===== Dataset rows

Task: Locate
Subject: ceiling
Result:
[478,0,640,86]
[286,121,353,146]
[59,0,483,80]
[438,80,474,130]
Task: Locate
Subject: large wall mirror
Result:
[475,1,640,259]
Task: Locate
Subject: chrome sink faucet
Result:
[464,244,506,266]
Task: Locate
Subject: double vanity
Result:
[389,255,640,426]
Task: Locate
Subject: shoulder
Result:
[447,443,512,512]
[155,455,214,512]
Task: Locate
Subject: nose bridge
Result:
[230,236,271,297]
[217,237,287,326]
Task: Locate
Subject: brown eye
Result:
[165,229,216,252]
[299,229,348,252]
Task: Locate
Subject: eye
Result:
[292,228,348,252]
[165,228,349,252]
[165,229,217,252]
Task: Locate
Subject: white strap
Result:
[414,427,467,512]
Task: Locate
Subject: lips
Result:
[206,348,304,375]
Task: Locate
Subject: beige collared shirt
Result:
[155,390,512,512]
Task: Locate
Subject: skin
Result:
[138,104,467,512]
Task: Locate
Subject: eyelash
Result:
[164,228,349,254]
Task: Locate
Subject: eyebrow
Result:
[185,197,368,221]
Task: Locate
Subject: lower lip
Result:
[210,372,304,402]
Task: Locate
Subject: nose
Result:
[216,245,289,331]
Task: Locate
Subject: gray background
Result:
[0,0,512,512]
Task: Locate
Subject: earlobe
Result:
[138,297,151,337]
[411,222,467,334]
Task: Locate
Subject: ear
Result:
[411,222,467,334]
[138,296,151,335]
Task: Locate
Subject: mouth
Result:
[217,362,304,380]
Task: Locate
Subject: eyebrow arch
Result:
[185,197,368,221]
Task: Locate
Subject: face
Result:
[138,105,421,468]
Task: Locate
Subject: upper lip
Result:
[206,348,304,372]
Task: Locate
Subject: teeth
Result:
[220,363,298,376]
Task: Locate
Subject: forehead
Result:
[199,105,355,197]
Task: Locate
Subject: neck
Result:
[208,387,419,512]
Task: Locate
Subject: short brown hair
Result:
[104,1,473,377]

==========

Extract every line above and reproduce each one verbatim, with nothing added or changed.

_Output:_
Task: Locate
Subject: ceiling
Result:
[478,0,640,86]
[286,121,353,146]
[59,0,483,80]
[438,80,474,130]
Task: Locate
Subject: large wall mirror
Result:
[475,1,640,259]
Task: Locate
Subject: chrome sink faucet
Result:
[464,244,506,266]
Task: Locate
Subject: double vanity
Result:
[389,255,640,426]
Task: Locate
Subject: shoulder
Result:
[447,443,512,512]
[155,455,214,512]
Task: Locate
Subject: nose bridge
Result:
[230,236,271,297]
[217,237,287,326]
Task: Locate
Subject: brown eye
Result:
[165,229,216,252]
[299,229,348,252]
Task: Locate
Subject: eye
Result:
[292,228,348,252]
[165,228,349,252]
[165,229,217,252]
Task: Locate
Subject: white strap
Result:
[414,427,467,512]
Task: Locate
Subject: lips
Result:
[206,348,304,375]
Task: Locate
Subject: beige collared shirt
Result:
[155,390,512,512]
Task: Locate
Subject: skin
Result:
[138,104,467,512]
Task: Locate
Subject: eyelash
Result:
[164,228,349,254]
Task: Locate
Subject: eyebrow
Result:
[185,197,368,221]
Task: Locate
Subject: lower lip
Result:
[210,372,304,402]
Task: Locate
Subject: nose
Result:
[216,245,289,331]
Task: Locate
Subject: gray background
Result:
[0,0,512,512]
Task: Locate
Subject: earlobe
Result:
[138,297,151,337]
[411,222,467,334]
Task: Locate
Subject: ear
Result:
[411,222,467,334]
[138,296,151,335]
Task: Locate
Subject: mouth
Result:
[217,362,304,380]
Task: Locate
Subject: eyebrow arch
Result:
[185,197,368,221]
Task: Locate
Subject: face
Result:
[138,105,421,468]
Task: Locate
Subject: upper lip
Result:
[206,348,304,372]
Task: Locate
Subject: teeth
Result:
[220,363,298,376]
Task: Locate
Subject: forehead
Result:
[199,105,355,197]
Task: Locate
Subject: neck
Result:
[208,387,419,512]
Task: Locate
Subject: short brown hair
Result:
[104,1,473,377]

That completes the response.